● Required work: Continue the refinery earnings passage from where it stops.

● Passage:
-=-=-
Effective July 1, 2017, with the completion of the merger between Delek US and Alon USA Energy, Delek US indirectly owns 100% of our General Partner and 81.6% of our limited partner interest. As a result of these transactions, Alon Partners became a consolidated subsidiary of Delek US Holdings, Inc. and elected to apply “push down” accounting which required its assets and liabilities to be adjusted to fair value on the effective date. Due to the application of push-down accounting, Alon Partners’ consolidated financial statements are presented in two distinct periods to indicate the application of two different basis of accounting between the periods presented. The periods prior to the merger effective date, July 1, 2017, are identified as “Predecessor” and the period from July 1, 2017 forward is identified as “Successor”. Because of this change the periods are not directly comparable.

THIRD QUARTER 2017

Refinery operating margin was $12.49 per barrel for the third quarter of 2017, which included approximately $22.0 million, or a $3.43 per barrel  charge for inventory fair value adjustment at Delek US related to its acquisition of Alon USA on July 1, 2017 that were recorded at Alon Partners through push down accounting. Excluding this amount, the operating margin in the third quarter 2017 would have been $15.92 per barrel compared to $9.22 per barrel for the same period in 2016.  

This increase in operating margin was primarily due to a higher Gulf Coast 3/2/1 crack spread, a widening of the WTI Cushing to WTI Midland spread and a stronger wholesale marketing environment, partially offset by a reduced benefit from the contango environment which increased the cost of crude oil. The third quarter 2016 operating margin was negatively affected by costs associated with the reformer generation. Refinery average throughput for the third quarter of 2017 was 69,723 bpd compared to average throughput of 70,063 bpd for the same period in 2016.
-=-=-
● Material supplied:
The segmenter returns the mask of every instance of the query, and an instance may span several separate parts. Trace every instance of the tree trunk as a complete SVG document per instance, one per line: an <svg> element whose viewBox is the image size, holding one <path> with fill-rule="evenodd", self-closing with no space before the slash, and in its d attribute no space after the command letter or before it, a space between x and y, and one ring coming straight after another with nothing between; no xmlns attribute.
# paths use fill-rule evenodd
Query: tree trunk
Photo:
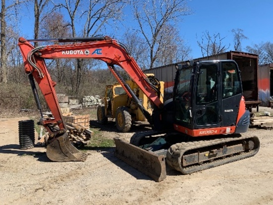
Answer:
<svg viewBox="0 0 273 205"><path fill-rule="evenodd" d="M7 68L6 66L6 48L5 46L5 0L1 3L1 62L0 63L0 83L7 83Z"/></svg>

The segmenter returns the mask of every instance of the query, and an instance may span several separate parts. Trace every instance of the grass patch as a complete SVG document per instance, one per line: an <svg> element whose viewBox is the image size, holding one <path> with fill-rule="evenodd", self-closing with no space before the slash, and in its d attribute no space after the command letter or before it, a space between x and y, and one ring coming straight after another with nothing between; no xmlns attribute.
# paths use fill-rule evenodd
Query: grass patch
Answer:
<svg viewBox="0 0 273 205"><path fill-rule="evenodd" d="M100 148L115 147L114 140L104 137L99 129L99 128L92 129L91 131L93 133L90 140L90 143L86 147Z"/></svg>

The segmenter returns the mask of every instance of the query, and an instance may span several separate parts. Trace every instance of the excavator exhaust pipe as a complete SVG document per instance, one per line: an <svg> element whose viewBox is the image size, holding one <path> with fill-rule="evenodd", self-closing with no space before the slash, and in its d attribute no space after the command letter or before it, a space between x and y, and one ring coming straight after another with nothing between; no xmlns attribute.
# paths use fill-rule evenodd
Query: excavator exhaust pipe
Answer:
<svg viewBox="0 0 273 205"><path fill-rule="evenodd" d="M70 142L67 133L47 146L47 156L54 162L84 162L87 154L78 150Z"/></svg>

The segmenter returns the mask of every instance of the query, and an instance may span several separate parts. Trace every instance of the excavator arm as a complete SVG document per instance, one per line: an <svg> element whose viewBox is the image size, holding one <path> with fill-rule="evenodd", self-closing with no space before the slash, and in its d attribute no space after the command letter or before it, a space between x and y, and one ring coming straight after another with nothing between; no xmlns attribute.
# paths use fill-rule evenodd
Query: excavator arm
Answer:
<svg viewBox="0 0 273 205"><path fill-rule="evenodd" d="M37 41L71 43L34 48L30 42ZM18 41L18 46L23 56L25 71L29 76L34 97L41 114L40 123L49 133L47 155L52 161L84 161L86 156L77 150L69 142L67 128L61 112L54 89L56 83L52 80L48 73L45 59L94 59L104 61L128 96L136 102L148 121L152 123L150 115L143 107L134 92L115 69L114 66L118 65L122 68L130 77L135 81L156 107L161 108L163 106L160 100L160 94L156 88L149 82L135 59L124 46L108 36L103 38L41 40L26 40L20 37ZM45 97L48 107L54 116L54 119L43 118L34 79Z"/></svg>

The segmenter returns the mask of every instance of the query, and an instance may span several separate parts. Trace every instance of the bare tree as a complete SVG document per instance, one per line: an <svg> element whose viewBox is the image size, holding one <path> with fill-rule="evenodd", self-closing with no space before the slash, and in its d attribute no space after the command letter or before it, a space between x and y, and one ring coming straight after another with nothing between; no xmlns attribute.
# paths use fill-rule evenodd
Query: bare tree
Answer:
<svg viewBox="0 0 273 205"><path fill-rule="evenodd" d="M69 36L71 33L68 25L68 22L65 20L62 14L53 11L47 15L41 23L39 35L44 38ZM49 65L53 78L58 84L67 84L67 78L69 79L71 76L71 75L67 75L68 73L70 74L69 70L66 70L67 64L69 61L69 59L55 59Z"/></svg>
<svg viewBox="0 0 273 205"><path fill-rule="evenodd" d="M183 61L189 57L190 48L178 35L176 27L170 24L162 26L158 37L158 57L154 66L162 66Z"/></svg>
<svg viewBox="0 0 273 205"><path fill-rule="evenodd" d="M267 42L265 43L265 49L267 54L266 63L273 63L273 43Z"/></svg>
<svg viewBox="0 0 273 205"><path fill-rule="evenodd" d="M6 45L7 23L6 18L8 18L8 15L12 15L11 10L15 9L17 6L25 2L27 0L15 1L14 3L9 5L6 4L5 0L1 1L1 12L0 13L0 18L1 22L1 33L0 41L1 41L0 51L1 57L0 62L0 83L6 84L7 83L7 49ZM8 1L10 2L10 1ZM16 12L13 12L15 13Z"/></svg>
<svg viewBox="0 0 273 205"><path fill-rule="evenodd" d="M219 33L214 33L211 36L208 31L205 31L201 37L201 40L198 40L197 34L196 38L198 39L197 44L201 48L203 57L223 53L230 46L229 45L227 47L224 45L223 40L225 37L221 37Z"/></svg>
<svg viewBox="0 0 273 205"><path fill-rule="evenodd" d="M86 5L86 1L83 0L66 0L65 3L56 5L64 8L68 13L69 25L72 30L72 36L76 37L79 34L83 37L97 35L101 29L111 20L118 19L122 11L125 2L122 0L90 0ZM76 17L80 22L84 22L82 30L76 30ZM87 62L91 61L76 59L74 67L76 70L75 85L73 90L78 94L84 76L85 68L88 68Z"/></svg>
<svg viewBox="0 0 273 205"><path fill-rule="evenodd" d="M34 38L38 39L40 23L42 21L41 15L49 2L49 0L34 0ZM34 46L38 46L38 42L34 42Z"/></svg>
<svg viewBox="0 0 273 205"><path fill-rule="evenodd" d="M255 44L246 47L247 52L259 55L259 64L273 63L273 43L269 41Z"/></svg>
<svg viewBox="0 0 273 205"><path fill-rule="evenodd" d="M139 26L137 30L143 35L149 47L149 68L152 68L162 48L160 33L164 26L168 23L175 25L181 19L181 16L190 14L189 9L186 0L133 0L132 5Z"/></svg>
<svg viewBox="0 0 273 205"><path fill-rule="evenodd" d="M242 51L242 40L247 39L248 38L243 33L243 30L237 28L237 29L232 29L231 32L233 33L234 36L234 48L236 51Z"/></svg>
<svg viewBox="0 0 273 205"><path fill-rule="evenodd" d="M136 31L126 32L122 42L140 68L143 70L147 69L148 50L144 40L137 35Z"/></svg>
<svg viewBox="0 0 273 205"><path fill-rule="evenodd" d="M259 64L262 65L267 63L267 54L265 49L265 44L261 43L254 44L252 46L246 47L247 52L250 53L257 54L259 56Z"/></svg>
-=-=-
● Exercise answer:
The average Gulf Coast 3/2/1 crack spread was $20.16 per barrel for the third quarter of 2017 compared to $13.31 per barrel for the third quarter of 2016. The average WTI Cushing to WTI Midland spread for the third quarter of 2017 was $0.79 per barrel compared to $0.31 per barrel for the third quarter of 2016. The average WTI Cushing to WTS spread for the third quarter of 2017 was $0.97 per barrel compared to $1.47 per barrel for the third quarter of 2016. The average Brent to WTI Cushing spread for the third quarter of 2017 was $4.04 per barrel compared to $2.05 per barrel for the same period in 2016. The contango environment in the third quarter of 2017 created an average cost of crude benefit of $0.24 per barrel compared to an average cost of crude benefit of $0.84 per barrel for the same period in 2016. The average RINs cost effect on refinery operating margin was $1.14 per barrel in the third quarter of 2017, compared to $0.58 per barrel for the same period in 2016.

Third Quarter 2017 Results | Conference Call Information

Alon Partners has scheduled a conference call, which will be broadcast live over the Internet on Thursday, November 9, 2017 at 7:30 a.m. Central Time, to discuss the third quarter 2017 financial results.  Investors may listen to the conference live by logging on to the Alon Partners website at www.alonpartners.com. A telephonic replay of the conference call will be available through February 9, 2017 and may be accessed by calling 855-859-2056 and using the passcode 99812665. A webcast archive will also be available at www.alonpartners.com shortly after the call and will be accessible for approximately 90 days.

Tax Considerations

This release serves as qualified notice to nominees under Treasury Regulation Section 1.1446-4(b). Please note that 100% of Alon Partners’ distributions to foreign investors are attributable to income that is effectively connected with a United States trade or business. Accordingly, all of Alon Partners’ distributions to foreign investors are subject to federal income tax withholding at the highest effective tax rate for individuals or corporations, as applicable. Nominees, and not Alon Partners, are treated as the withholding agents responsible for withholding on the distributions received by them on behalf of foreign investors.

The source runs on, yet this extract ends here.